**Exercise**. Rewrite the rows below with every "Scan for" changed to "Search for" and nothing else altered. Leave the pictures out of your answer.

##### Records supplied #####

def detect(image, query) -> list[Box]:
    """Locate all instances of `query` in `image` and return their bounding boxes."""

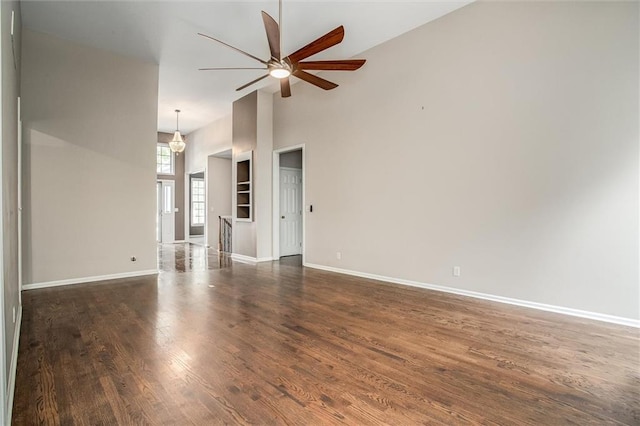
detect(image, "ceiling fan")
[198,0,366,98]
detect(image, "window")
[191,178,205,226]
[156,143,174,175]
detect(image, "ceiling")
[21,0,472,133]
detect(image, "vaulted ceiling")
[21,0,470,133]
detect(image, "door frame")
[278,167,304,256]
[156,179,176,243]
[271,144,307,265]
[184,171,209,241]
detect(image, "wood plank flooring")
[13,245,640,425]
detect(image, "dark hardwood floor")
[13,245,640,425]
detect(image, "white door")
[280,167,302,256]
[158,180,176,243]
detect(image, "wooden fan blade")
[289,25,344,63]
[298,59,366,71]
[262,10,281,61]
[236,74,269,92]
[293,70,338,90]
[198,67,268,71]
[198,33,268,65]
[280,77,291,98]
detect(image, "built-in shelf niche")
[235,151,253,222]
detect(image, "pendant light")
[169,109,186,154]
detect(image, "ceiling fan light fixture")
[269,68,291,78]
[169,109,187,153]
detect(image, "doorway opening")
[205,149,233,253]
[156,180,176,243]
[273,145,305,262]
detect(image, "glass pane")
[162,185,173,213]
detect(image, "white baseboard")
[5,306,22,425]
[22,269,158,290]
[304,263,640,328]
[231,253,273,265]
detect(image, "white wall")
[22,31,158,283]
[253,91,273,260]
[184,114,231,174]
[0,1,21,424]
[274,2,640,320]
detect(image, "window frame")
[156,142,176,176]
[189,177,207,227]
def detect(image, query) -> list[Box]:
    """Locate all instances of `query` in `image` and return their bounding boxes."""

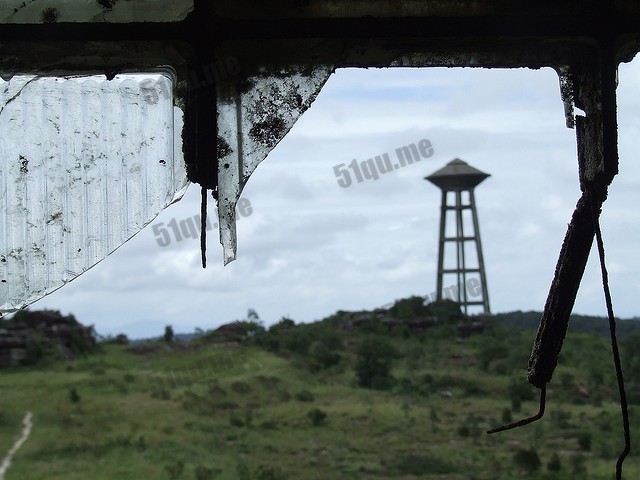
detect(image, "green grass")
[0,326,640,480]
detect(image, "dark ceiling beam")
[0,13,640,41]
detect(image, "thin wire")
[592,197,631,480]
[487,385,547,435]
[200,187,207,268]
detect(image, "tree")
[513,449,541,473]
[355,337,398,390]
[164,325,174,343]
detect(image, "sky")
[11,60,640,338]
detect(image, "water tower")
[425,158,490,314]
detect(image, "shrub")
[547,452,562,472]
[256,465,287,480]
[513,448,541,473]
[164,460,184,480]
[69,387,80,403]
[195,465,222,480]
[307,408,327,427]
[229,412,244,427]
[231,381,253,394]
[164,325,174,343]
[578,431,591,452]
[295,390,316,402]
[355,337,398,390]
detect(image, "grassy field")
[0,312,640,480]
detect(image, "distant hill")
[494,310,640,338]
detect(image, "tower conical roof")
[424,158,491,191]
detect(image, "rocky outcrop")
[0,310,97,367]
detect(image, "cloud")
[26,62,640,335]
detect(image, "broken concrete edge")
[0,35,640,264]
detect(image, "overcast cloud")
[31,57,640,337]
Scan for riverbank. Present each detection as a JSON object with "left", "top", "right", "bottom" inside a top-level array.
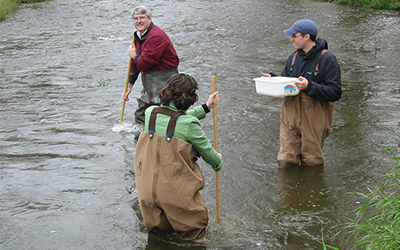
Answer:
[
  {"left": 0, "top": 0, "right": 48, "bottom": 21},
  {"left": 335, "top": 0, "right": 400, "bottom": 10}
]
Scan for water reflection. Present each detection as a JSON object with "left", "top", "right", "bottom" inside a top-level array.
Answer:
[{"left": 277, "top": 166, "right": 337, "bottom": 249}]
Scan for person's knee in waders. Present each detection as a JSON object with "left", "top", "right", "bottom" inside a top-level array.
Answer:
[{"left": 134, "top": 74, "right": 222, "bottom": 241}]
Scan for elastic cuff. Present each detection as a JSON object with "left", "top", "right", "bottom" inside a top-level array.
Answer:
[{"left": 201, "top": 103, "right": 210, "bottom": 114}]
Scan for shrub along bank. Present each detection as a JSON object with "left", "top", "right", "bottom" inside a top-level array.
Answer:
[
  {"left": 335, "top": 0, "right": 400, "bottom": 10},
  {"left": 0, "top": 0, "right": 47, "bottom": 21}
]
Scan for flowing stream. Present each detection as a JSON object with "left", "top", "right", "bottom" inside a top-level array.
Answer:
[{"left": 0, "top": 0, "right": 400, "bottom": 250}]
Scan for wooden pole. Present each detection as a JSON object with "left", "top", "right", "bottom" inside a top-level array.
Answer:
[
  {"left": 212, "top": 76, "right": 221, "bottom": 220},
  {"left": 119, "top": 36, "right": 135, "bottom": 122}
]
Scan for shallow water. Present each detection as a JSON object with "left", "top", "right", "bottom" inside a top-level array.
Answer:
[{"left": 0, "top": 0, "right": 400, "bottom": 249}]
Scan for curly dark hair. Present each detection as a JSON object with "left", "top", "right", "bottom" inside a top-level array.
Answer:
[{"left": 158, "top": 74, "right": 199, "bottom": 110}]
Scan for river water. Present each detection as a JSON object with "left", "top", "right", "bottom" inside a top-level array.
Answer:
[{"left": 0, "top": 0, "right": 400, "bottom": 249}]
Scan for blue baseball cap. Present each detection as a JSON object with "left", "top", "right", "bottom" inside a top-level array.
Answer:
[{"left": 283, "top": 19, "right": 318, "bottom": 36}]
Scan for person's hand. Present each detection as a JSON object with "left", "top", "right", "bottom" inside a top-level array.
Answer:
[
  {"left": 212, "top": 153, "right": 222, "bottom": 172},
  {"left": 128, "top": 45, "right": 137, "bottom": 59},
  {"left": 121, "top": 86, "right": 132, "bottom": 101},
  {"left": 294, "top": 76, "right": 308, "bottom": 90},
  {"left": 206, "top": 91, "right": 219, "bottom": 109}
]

#####

**Output for this exercise**.
def detect(image, query) -> list[Box]:
    """Locate all instances of `query` in `image` and return their bounding boxes."""

detect(image, "ceiling fan")
[198,0,366,98]
detect(image, "window")
[191,178,205,226]
[156,143,174,175]
detect(image, "ceiling")
[21,0,472,133]
detect(image, "vaulted ceiling")
[21,0,470,133]
detect(image, "door frame")
[278,167,304,256]
[156,179,176,243]
[271,144,307,265]
[184,171,209,241]
detect(image, "wood plank flooring")
[13,245,640,425]
detect(image, "dark hardwood floor")
[13,245,640,425]
detect(image, "white door")
[280,167,302,256]
[158,180,176,243]
detect(image, "wooden fan blade")
[289,25,344,63]
[298,59,366,71]
[262,10,281,61]
[236,74,269,92]
[293,70,338,90]
[198,67,268,71]
[198,33,268,65]
[280,77,291,98]
detect(image, "built-in shelf niche")
[235,151,253,222]
detect(image, "pendant light")
[169,109,186,154]
detect(image, "ceiling fan light fixture")
[269,68,291,78]
[169,109,187,153]
detect(image, "doorway opening")
[205,149,233,253]
[156,180,176,243]
[273,145,305,262]
detect(image, "glass pane")
[162,185,173,213]
detect(image, "white baseboard")
[5,306,22,425]
[22,269,158,290]
[304,263,640,328]
[231,253,273,265]
detect(image, "white wall")
[22,31,158,283]
[253,91,273,260]
[184,114,231,174]
[0,1,21,424]
[274,2,640,320]
detect(image, "window frame")
[156,142,176,176]
[189,177,207,227]
def detect(image, query) -> list[Box]:
    """Locate all instances of `query` in `image` and return their bounding boxes."""

detect(image, "green grass")
[0,326,640,480]
detect(image, "dark ceiling beam")
[0,13,640,41]
detect(image, "thin wire")
[592,197,631,480]
[487,385,547,435]
[200,187,207,268]
detect(image, "tree")
[513,449,541,473]
[355,337,398,390]
[164,325,174,343]
detect(image, "sky")
[11,60,640,338]
detect(image, "water tower")
[425,158,490,314]
detect(image, "shrub")
[547,452,562,472]
[256,465,287,480]
[513,448,541,473]
[164,460,184,480]
[69,387,80,403]
[195,465,222,480]
[307,408,327,427]
[229,412,244,427]
[231,381,253,394]
[164,325,174,343]
[578,431,591,452]
[295,390,316,402]
[355,337,398,390]
detect(image, "grassy field")
[0,312,640,480]
detect(image, "distant hill")
[494,310,640,338]
detect(image, "tower conical roof")
[424,158,491,191]
detect(image, "rocky outcrop")
[0,310,97,367]
detect(image, "cloud")
[26,62,640,335]
detect(image, "broken concrete edge")
[0,35,640,264]
detect(image, "overcast cloud")
[31,57,640,337]
Search for riverbank. Present each detection as a JSON object with "left", "top", "right", "bottom" inside a top-level array.
Answer:
[
  {"left": 0, "top": 0, "right": 48, "bottom": 21},
  {"left": 335, "top": 0, "right": 400, "bottom": 10}
]
Search for water reflection. Present each detection as a JSON object with "left", "top", "right", "bottom" inside a top-level array.
Answer:
[{"left": 277, "top": 166, "right": 337, "bottom": 249}]
Search for person's knee in waders. Present each detection as a JSON object with "left", "top", "right", "bottom" inside a top-level array.
Answer:
[{"left": 134, "top": 74, "right": 222, "bottom": 241}]
Search for elastic cuff. Present each detection as a JSON object with "left", "top", "right", "bottom" inside a top-level array.
Answer:
[{"left": 201, "top": 103, "right": 210, "bottom": 114}]
Search for shrub along bank. Present each detection as a JSON object with "left", "top", "right", "bottom" inside a top-level array.
Answer:
[
  {"left": 335, "top": 0, "right": 400, "bottom": 10},
  {"left": 0, "top": 0, "right": 47, "bottom": 21}
]
Search for flowing stream. Present each detection as a JSON object with "left", "top", "right", "bottom" inside a top-level array.
Answer:
[{"left": 0, "top": 0, "right": 400, "bottom": 250}]
Search for wooden pole. Present each detection as a JSON object with "left", "top", "right", "bottom" inside a top-level array.
Answer:
[
  {"left": 212, "top": 76, "right": 221, "bottom": 220},
  {"left": 119, "top": 36, "right": 135, "bottom": 122}
]
Search for shallow water. Present each detection as a JSON object with "left", "top", "right", "bottom" inside a top-level array.
Answer:
[{"left": 0, "top": 0, "right": 400, "bottom": 249}]
Search for curly dark hair. Present each detection as a JSON object with "left", "top", "right", "bottom" inside a top-level array.
Answer:
[{"left": 158, "top": 74, "right": 199, "bottom": 110}]
Search for river water. Present each detection as a JSON object with "left", "top", "right", "bottom" inside a top-level array.
Answer:
[{"left": 0, "top": 0, "right": 400, "bottom": 249}]
Search for blue baseball cap. Present each detection as a JSON object with "left", "top", "right", "bottom" inside a top-level array.
Answer:
[{"left": 283, "top": 19, "right": 318, "bottom": 36}]
Search for person's hand. Present each detection as a JSON object with "left", "top", "right", "bottom" inside a top-level array.
Answer:
[
  {"left": 212, "top": 153, "right": 222, "bottom": 172},
  {"left": 128, "top": 45, "right": 137, "bottom": 59},
  {"left": 121, "top": 86, "right": 132, "bottom": 101},
  {"left": 294, "top": 76, "right": 308, "bottom": 90},
  {"left": 206, "top": 91, "right": 219, "bottom": 109}
]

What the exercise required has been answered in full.